▶ _Text provided_
-- START --
Once the fire has been extinguished there may still be stranded energy in the lithium-ion battery. This can be problematic, not only for first responders but also for towing and workshop activities. This was shown by the Ft. Lauderdale crash mentioned [23, 24], where the battery reignited as the crashed vehicle was being removed from the scene. Although quickly extinguished, the fire ignited again upon arrival to the salvaging yard. The South Jordan case also suffered from a reignition event, the same day at the impound lot and 5 days after the crash [25]. Arguably the most infamous example, is the Chevrolet Volt fire in 2011 [30]. Here the National Highway Traffic Safety Administration (NHTSA) performed a side pole impact test to observe the extent of damage done to the LIB of a Chevrolet Volt. Significant damage to the vehicle was observed, yet intrusion of the battery pack went unnoticed at the time of the test. The vehicle was subsequently observed for 30 days, after which it caught fire, likely due to fire hazard produced through contact between leaked coolant and the battery. Submersion of an EV in other conductive media such as seawater or contaminated water have also caused battery fires. One example of this are fires in a hybrid bus in the USA [31]. Debris and moisture was able to accumulate near the rooftop mounted LIB, which caused the LIB to discharge its energy, generate smoke as well as melt and char its internal components. Fire in two electric buses in China due to heavy rain fall [32] may be considered as another example. Although the exact cause is unknown, moisture combined with (conductive) debris can result in a discharging battery and heat generation when allowed to penetrate the lithium-ion battery system.

Handling damaged EVs may also pose electrical hazards under certain circumstances. The general risk to personal safety is low as it is unlikely that an EV chassis is exposed to current from the high-voltage system. A so-called floating ground that the battery system employs, should guarantee that there is no connection to the chassis. In addition, an EV will automatically disconnect the battery system from the powertrain based on a sensed level of impact or abuse of the LIB, or from isolation faults. As a result, touching a live part of the high voltage system will normally not cause current to enter a person’s body. However, this will be possible when a person is in direct contact with the plus and minus terminals of the battery [12]. Note that contact to a bipolar contact with exposed live parts, e.g. due to degradation of insulation materials, can also result in electric shock.
-- END --
▶ _The tasks_
a – Answer these questions from the passage on electric vehicle battery hazards:
(i) For how many days was the Chevrolet Volt observed before it caught fire?
(ii) Where on the hybrid bus in the USA was the lithium-ion battery mounted?
(iii) What does the battery system employ that should guarantee there is no connection to the chassis?
b – Put this sentence from the passage on electric vehicle battery hazards into Spanish: "The general risk to personal safety is low as it is unlikely that an EV chassis is exposed to current from the high-voltage system."

▶ _Excerpted data_
-- START --
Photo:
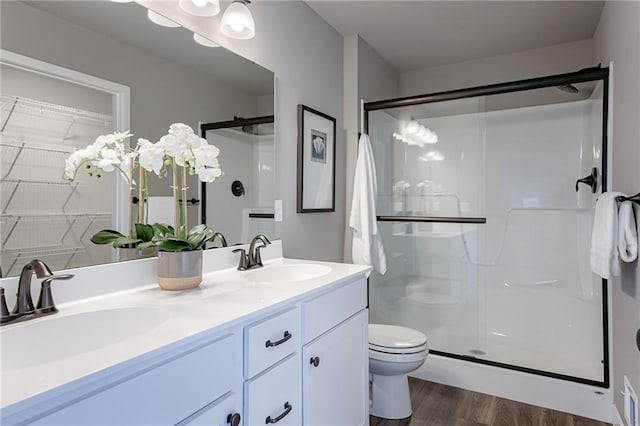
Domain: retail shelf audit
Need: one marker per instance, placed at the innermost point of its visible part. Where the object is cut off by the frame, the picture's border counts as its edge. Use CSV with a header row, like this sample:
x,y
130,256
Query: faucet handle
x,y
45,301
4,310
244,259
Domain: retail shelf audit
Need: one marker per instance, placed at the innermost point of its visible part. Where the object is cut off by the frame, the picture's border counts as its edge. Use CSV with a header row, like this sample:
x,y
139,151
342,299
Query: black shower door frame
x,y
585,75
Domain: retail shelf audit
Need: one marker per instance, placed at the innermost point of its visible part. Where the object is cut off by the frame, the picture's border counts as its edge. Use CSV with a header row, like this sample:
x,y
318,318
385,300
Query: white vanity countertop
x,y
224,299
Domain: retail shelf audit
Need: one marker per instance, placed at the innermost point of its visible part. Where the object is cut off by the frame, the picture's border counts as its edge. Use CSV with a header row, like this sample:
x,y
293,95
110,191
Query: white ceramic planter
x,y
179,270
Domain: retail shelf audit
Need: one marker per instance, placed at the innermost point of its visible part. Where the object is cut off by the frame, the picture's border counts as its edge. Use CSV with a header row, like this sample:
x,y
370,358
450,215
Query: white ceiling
-- END --
▶ _Solved tasks_
a –
(i) 30 days
(ii) On the rooftop
(iii) A so-called floating ground

b – El riesgo general para la seguridad personal es bajo, ya que es poco probable que el chasis de un vehículo eléctrico quede expuesto a la corriente del sistema de alto voltaje.